■ TASK DETAILS
Please return the lines below verbatim, beginning at the one that has "Query: green grass" and stopping after the one that has "Query: baseball player", and add no other lines.

■ RECORD EXCERPTS
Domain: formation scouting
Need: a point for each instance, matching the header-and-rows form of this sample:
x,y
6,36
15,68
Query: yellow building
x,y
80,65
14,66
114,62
---
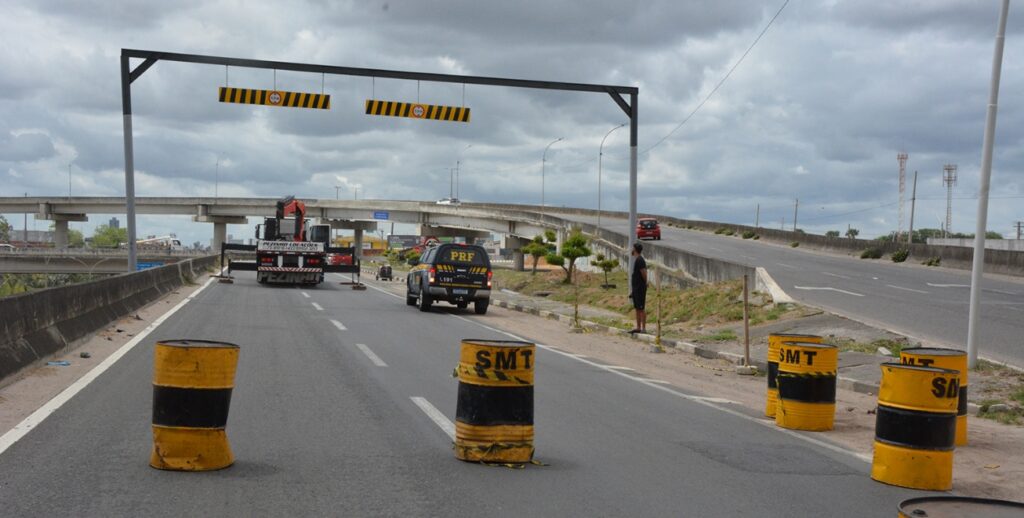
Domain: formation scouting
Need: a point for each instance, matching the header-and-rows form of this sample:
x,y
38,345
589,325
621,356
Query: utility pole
==
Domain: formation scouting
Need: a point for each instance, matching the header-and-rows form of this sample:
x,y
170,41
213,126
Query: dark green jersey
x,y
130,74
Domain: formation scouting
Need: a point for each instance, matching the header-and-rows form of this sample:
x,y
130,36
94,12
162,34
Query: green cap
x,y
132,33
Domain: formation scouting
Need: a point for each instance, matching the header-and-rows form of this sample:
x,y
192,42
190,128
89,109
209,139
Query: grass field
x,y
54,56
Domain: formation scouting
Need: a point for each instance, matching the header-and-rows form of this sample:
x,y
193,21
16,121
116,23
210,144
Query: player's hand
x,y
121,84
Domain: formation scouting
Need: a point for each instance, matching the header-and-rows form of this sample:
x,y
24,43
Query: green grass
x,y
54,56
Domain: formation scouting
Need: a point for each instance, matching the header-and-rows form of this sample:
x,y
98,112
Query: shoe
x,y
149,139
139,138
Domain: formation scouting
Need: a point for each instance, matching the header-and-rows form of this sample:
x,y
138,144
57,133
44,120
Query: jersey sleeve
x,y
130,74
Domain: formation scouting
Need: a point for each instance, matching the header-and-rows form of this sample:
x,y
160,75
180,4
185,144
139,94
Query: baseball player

■ RESULT FOR THIS EXERCISE
Query: green grass
x,y
54,56
Domain: formation scouting
Need: a point for each instance, matching the header-and-rows form of this sample:
x,y
98,112
Query: shoe
x,y
149,139
139,138
Domain: formation scouting
Need: a point for each instance, matching the header-and-rows form of this sample:
x,y
138,144
57,133
44,120
Query: jersey sleeve
x,y
130,74
Domain: formation scouting
Need: a point for each instance, matching the header-and-rows form of this sample:
x,y
160,75
180,4
185,144
139,94
Query: baseball player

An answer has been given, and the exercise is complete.